WHAT NEEDS TO BE DONE: Give the data below as a Markdown table with the columns Row and Line, numbering each line and leaving out blank lines. Leave the pictures out of the answer.

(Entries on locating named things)
++++++++++++++++++++

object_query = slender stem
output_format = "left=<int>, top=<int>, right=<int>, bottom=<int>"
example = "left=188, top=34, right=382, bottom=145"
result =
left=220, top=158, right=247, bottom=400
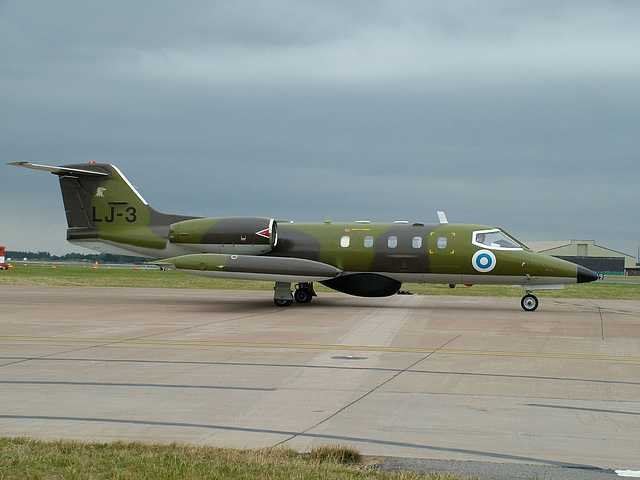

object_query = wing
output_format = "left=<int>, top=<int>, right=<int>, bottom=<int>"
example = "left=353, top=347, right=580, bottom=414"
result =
left=155, top=253, right=342, bottom=282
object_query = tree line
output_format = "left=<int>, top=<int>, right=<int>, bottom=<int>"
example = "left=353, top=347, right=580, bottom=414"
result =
left=4, top=250, right=151, bottom=263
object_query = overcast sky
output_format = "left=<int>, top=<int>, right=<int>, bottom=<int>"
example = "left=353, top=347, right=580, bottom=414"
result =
left=0, top=0, right=640, bottom=255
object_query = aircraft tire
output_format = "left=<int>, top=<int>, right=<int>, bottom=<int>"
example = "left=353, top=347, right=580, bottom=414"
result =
left=293, top=288, right=313, bottom=303
left=273, top=298, right=293, bottom=307
left=520, top=293, right=540, bottom=312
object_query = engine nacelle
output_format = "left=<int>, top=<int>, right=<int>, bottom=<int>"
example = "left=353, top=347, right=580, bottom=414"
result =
left=169, top=217, right=278, bottom=255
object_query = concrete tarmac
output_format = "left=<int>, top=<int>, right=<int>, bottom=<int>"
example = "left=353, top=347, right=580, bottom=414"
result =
left=0, top=286, right=640, bottom=471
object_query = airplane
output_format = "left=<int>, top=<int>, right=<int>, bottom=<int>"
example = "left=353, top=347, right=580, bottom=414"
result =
left=9, top=162, right=598, bottom=312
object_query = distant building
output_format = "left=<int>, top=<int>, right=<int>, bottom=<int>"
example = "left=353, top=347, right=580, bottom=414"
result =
left=527, top=240, right=640, bottom=275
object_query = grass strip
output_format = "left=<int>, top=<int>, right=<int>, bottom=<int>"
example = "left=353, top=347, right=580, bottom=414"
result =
left=0, top=437, right=470, bottom=480
left=0, top=265, right=640, bottom=300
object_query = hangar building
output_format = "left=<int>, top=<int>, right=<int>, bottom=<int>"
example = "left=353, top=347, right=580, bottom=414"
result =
left=527, top=240, right=640, bottom=275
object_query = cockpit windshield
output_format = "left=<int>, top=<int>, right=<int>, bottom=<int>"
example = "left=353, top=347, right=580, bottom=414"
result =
left=472, top=228, right=523, bottom=250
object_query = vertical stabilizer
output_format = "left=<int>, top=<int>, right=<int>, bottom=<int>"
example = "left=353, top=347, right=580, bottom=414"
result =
left=12, top=162, right=193, bottom=257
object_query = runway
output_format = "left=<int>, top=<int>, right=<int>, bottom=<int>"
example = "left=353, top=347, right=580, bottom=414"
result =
left=0, top=286, right=640, bottom=470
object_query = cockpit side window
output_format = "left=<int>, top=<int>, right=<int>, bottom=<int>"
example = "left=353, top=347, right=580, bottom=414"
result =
left=471, top=228, right=522, bottom=250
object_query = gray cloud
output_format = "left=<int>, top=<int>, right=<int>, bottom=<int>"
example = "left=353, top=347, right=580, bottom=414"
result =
left=0, top=1, right=640, bottom=253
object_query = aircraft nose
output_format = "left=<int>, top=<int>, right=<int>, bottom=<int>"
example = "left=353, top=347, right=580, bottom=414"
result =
left=577, top=265, right=598, bottom=283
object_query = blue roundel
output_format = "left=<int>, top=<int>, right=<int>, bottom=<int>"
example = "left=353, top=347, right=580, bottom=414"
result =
left=471, top=250, right=496, bottom=273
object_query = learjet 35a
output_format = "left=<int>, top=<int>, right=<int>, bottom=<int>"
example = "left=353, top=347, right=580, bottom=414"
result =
left=10, top=162, right=597, bottom=311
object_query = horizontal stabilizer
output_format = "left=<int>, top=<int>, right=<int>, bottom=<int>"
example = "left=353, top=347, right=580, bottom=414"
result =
left=155, top=253, right=342, bottom=282
left=7, top=162, right=109, bottom=177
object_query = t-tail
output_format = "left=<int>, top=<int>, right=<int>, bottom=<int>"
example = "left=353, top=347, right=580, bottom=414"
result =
left=11, top=162, right=194, bottom=258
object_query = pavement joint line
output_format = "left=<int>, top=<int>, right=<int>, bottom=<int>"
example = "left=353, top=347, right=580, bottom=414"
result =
left=0, top=335, right=640, bottom=363
left=543, top=299, right=640, bottom=317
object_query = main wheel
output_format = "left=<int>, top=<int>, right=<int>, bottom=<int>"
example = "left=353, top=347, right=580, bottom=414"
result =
left=273, top=298, right=293, bottom=307
left=293, top=288, right=313, bottom=303
left=520, top=293, right=540, bottom=312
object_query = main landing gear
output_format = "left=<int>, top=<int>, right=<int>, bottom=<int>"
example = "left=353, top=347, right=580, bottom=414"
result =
left=520, top=292, right=540, bottom=312
left=273, top=282, right=317, bottom=307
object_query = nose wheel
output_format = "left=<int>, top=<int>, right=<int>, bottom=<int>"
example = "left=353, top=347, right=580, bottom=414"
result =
left=520, top=293, right=540, bottom=312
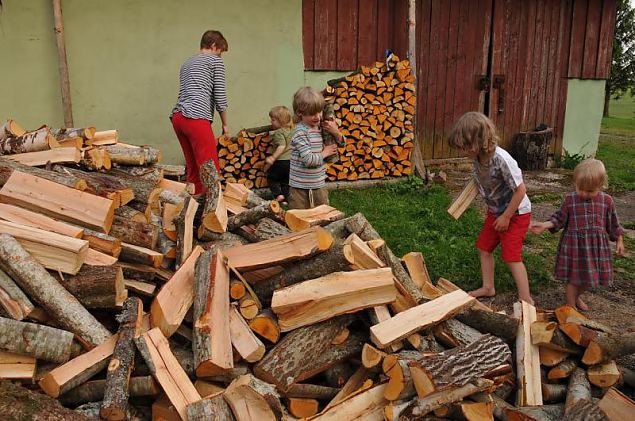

++++++++++++++++++++

EXERCISE RESPONSE:
| Row | Line |
|---|---|
| 1 | object_query = slender stem |
| 2 | output_format = "left=<int>, top=<int>, right=<int>, bottom=<int>" |
| 3 | example = "left=188, top=34, right=382, bottom=145" |
| 4 | result = |
| 5 | left=220, top=158, right=247, bottom=400 |
| 6 | object_query = wing |
| 7 | output_format = "left=<int>, top=<int>, right=<int>, bottom=<int>" |
| 8 | example = "left=353, top=347, right=580, bottom=414" |
| 9 | result = |
| 10 | left=155, top=253, right=342, bottom=282 |
| 11 | object_query = tree line |
| 12 | output_format = "left=<int>, top=<int>, right=<int>, bottom=<int>" |
| 13 | example = "left=353, top=347, right=580, bottom=414" |
| 14 | result = |
| 15 | left=4, top=250, right=151, bottom=263 |
| 16 | object_query = overcast sky |
| 17 | output_format = "left=<int>, top=<int>, right=<int>, bottom=<int>" |
| 18 | example = "left=353, top=347, right=580, bottom=414" |
| 19 | result = |
| 20 | left=0, top=0, right=640, bottom=255 |
| 21 | object_query = aircraft tire |
| 22 | output_format = "left=<int>, top=<int>, right=<int>, bottom=<int>" |
| 23 | example = "left=353, top=347, right=580, bottom=414" |
| 24 | result = |
| 25 | left=293, top=288, right=313, bottom=303 |
| 26 | left=273, top=298, right=293, bottom=307 |
| 27 | left=520, top=293, right=540, bottom=312 |
| 28 | object_query = engine nacelle |
| 29 | output_format = "left=<int>, top=<int>, right=<int>, bottom=<int>" |
| 30 | example = "left=353, top=347, right=580, bottom=414" |
| 31 | result = |
| 32 | left=169, top=217, right=278, bottom=255 |
| 33 | object_query = concrete tarmac |
| 34 | output_format = "left=<int>, top=<int>, right=<int>, bottom=<int>" |
| 35 | example = "left=353, top=347, right=580, bottom=414" |
| 36 | result = |
| 37 | left=0, top=286, right=640, bottom=471 |
| 38 | object_query = airplane |
| 39 | output_format = "left=<int>, top=<int>, right=<int>, bottom=<int>" |
| 40 | example = "left=353, top=347, right=580, bottom=414" |
| 41 | result = |
| 42 | left=9, top=162, right=598, bottom=312 |
| 43 | object_query = distant building |
| 44 | output_format = "left=<int>, top=<int>, right=<int>, bottom=<int>" |
| 45 | example = "left=353, top=347, right=580, bottom=414" |
| 46 | result = |
| 47 | left=527, top=240, right=640, bottom=275 |
| 48 | object_query = grass strip |
| 49 | output_format = "left=<int>, top=<int>, right=<int>, bottom=<int>" |
| 50 | example = "left=353, top=347, right=580, bottom=414" |
| 51 | result = |
| 52 | left=0, top=437, right=470, bottom=480 |
| 53 | left=0, top=265, right=640, bottom=300 |
| 54 | object_query = hangar building |
| 55 | output_format = "left=<int>, top=<int>, right=<int>, bottom=<int>" |
| 56 | example = "left=353, top=347, right=580, bottom=414" |
| 57 | result = |
| 58 | left=527, top=240, right=640, bottom=275 |
| 59 | object_query = cockpit windshield |
| 60 | output_format = "left=<int>, top=<int>, right=<int>, bottom=<int>" |
| 61 | example = "left=353, top=347, right=580, bottom=414" |
| 62 | result = |
| 63 | left=472, top=228, right=523, bottom=250 |
| 64 | object_query = vertical stabilizer |
| 65 | output_format = "left=<int>, top=<int>, right=<int>, bottom=<int>" |
| 66 | example = "left=353, top=347, right=580, bottom=414" |
| 67 | result = |
| 68 | left=12, top=162, right=193, bottom=257 |
| 69 | object_query = runway |
| 70 | output_format = "left=<int>, top=<int>, right=<int>, bottom=<int>" |
| 71 | example = "left=353, top=347, right=580, bottom=414" |
| 72 | result = |
| 73 | left=0, top=286, right=640, bottom=470 |
| 74 | object_query = cockpit side window |
| 75 | output_format = "left=<int>, top=<int>, right=<int>, bottom=<int>" |
| 76 | example = "left=353, top=347, right=580, bottom=414" |
| 77 | result = |
| 78 | left=471, top=228, right=522, bottom=250 |
| 79 | object_query = gray cloud |
| 80 | output_format = "left=<int>, top=<int>, right=<int>, bottom=<int>" |
| 81 | example = "left=353, top=347, right=580, bottom=414" |
| 82 | result = |
| 83 | left=0, top=1, right=640, bottom=253 |
| 84 | object_query = aircraft nose |
| 85 | output_format = "left=<int>, top=<int>, right=<int>, bottom=<int>" |
| 86 | example = "left=353, top=347, right=580, bottom=414" |
| 87 | result = |
| 88 | left=577, top=265, right=598, bottom=283 |
| 89 | object_query = blue roundel |
| 90 | output_format = "left=<int>, top=<int>, right=<int>, bottom=<int>" |
| 91 | example = "left=353, top=347, right=580, bottom=414" |
| 92 | result = |
| 93 | left=471, top=250, right=496, bottom=273 |
| 94 | object_query = learjet 35a |
| 95 | output_format = "left=<int>, top=<int>, right=<int>, bottom=<int>" |
| 96 | example = "left=353, top=347, right=580, bottom=414" |
| 97 | result = |
| 98 | left=10, top=162, right=597, bottom=311 |
| 99 | object_query = horizontal stabilizer |
| 100 | output_format = "left=<int>, top=<int>, right=<int>, bottom=<int>" |
| 101 | example = "left=353, top=347, right=580, bottom=414" |
| 102 | result = |
| 103 | left=155, top=253, right=342, bottom=282 |
| 104 | left=7, top=162, right=109, bottom=177 |
| 105 | object_query = t-tail |
| 106 | output_format = "left=<int>, top=<int>, right=<int>, bottom=<int>" |
| 107 | example = "left=353, top=347, right=580, bottom=414" |
| 108 | result = |
| 109 | left=11, top=162, right=194, bottom=258 |
| 110 | object_query = pavement joint line |
| 111 | output_format = "left=<int>, top=<int>, right=<int>, bottom=<int>" |
| 112 | example = "left=353, top=347, right=580, bottom=414" |
| 113 | result = |
| 114 | left=0, top=335, right=640, bottom=363 |
| 115 | left=543, top=299, right=640, bottom=317 |
| 116 | object_query = main wheel |
| 117 | output_format = "left=<int>, top=<int>, right=<int>, bottom=<int>" |
| 118 | example = "left=353, top=347, right=580, bottom=414" |
| 119 | result = |
| 120 | left=273, top=298, right=293, bottom=307 |
| 121 | left=293, top=288, right=313, bottom=303 |
| 122 | left=520, top=293, right=540, bottom=312 |
| 123 | object_query = main landing gear |
| 124 | output_format = "left=<int>, top=<int>, right=<int>, bottom=<int>" |
| 125 | example = "left=353, top=347, right=580, bottom=414" |
| 126 | result = |
| 127 | left=520, top=292, right=540, bottom=312 |
| 128 | left=273, top=282, right=317, bottom=307 |
| 129 | object_query = nose wheel |
| 130 | output_format = "left=<int>, top=<int>, right=<int>, bottom=<int>" |
| 131 | example = "left=353, top=347, right=580, bottom=414" |
| 132 | result = |
| 133 | left=520, top=293, right=540, bottom=312 |